Thanks a lot again Shaw. I do appreciate it very much.
My test is just a simple one column table. Now I'm having a TD table has a Date field. Off hand do you know how to get a DateTime field from a .NET DataTable inserted into the TD table's Date field?
Another quick question, will .NET Data Provider 13.0 work for Visual Studio 2005 and TD V2R5 or V2R6? Any advantage of using this newer version over the 1.2.0.0?
Take care.
John
When I work with a real TD table with different data types other than string/char, i.e. DateTime and int, I had to convert them specifically. Please see my code below - the for loop statement maybe a performance issue but I could not figure out a work around.
public void UpdateRecordTable(TdConnection conn, DataSet ds)
{
using (conn)
{
TdDataAdapter adapter = new TdDataAdapter();
adapter.InsertCommand = new TdCommand(
"INSERT INTO WORK_TBLS.PROCESSED_JOBS VALUES (?,?,?,?,?,CURRENT_TIMESTAMP);",
connection);
adapter.InsertCommand.Parameters.Add("MLOAD_NAME", TdType.Char, 30, "MLOAD_NAME");
adapter.InsertCommand.Parameters.Add("JOB_DATE", TdType.Char, 10, "JOB_DATE");
adapter.InsertCommand.Parameters.Add("JOB_TIME", TdType.Integer, 0, "JOB_TIME");
adapter.InsertCommand.Parameters.Add("DATABASE_NAME", TdType.Char, 36, "DATABASE_NAME");
adapter.InsertCommand.Parameters.Add("TABLE_NAME", TdType.Char, 36, "TABLE_NAME");
adapter.InsertCommand.UpdatedRowSource = UpdateRowSource.None;
adapter.UpdateBatchSize = 0;
DataTable dt = new DataTable();
dt.Columns.Add("MLOAD_NAME", typeof(string));
dt.Columns.Add("JOB_DATE", typeof(string));
dt.Columns.Add("JOB_TIME", typeof(int));
dt.Columns.Add("DATABASE_NAME", typeof(string));
dt.Columns.Add("TABLE_NAME", typeof(string));
for (int i = 0; i < ds.Tables[0].Rows.Count; i++)

============

* _EXERCISE OBJECTIVE_: Write the next part of the forum thread about inserting .NET DataTable values into a TD table, picking up right after its last line. The entries that come next have no connection to the forum thread.

============

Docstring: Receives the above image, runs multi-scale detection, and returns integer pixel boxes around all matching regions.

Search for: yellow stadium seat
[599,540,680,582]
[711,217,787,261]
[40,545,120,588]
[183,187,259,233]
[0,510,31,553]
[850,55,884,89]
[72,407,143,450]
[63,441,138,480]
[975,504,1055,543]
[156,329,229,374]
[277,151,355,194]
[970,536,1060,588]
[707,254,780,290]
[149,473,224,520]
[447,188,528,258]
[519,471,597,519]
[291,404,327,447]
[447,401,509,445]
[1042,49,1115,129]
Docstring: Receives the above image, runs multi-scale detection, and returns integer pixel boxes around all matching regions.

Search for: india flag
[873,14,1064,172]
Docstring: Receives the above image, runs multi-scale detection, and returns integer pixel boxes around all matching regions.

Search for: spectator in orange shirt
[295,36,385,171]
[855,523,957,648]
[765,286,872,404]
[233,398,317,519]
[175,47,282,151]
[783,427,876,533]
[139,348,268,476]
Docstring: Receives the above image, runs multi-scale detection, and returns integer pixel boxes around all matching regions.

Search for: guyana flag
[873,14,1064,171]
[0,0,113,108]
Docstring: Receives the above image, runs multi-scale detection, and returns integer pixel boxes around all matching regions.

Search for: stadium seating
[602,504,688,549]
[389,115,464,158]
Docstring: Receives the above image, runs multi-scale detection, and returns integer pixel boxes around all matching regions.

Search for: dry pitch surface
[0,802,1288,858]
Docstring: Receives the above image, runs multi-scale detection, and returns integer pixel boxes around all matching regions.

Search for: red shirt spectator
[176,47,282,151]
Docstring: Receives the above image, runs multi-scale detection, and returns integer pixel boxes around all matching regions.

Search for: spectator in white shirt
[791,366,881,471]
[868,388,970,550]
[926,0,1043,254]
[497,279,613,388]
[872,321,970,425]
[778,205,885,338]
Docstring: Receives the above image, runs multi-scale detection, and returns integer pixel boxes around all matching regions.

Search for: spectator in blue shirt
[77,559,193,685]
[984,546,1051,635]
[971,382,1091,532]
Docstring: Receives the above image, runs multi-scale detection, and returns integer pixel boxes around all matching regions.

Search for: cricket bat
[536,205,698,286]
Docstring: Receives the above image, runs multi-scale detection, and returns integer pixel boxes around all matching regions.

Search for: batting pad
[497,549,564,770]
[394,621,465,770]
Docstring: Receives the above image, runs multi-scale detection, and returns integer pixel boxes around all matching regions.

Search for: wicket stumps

============

* _RESULT OF THE TASK_:
{
string mname = ds.Tables[0].Rows[0].ToString();
string date = DateTime.Parse(ds.Tables[0].Rows[1].ToString()).ToString("s").Substring(0, 10);
int time = int.Parse(ds.Tables[0].Rows[2].ToString());
string dname = ds.Tables[0].Rows[3].ToString();
string tname = ds.Tables[0].Rows[4].ToString();
dt.Rows.Add(mname, date, time, dname, tname);
}
conn.Open();
int cnt = adapter.Update(dt);
}
}
The for loop populates a rows in a new DataTable object, which is extremely similar to the ds.Tables[0], except having fewer columns, like below:
The first 5 columns will be mapped into the new DataTable and populated by the for loop. Is there a way that I can directly use the ds.Tables[0] to insert data into the TD table rather then having to create a new DataTable and populate/transform data into this new DataTable first then use it to insert data into the Teradata?
Any comments/suggestions/advices will be greatly appreciated!
Thanks very much.
John
Sorry, it doesn't allow me to paste XML layout...deleted all the brackets and pasted below:
xs:element name="MLOAD_NAME" type="xs:string" minOccurs="0"
xs:element name="JOB_DATE_TIME" type="xs:dateTime" minOccurs="0"
xs:element name="JOB_TIME" type="xs:int" minOccurs="0"
xs:element name="DATABASE_NAME" type="xs:string" minOccurs="0"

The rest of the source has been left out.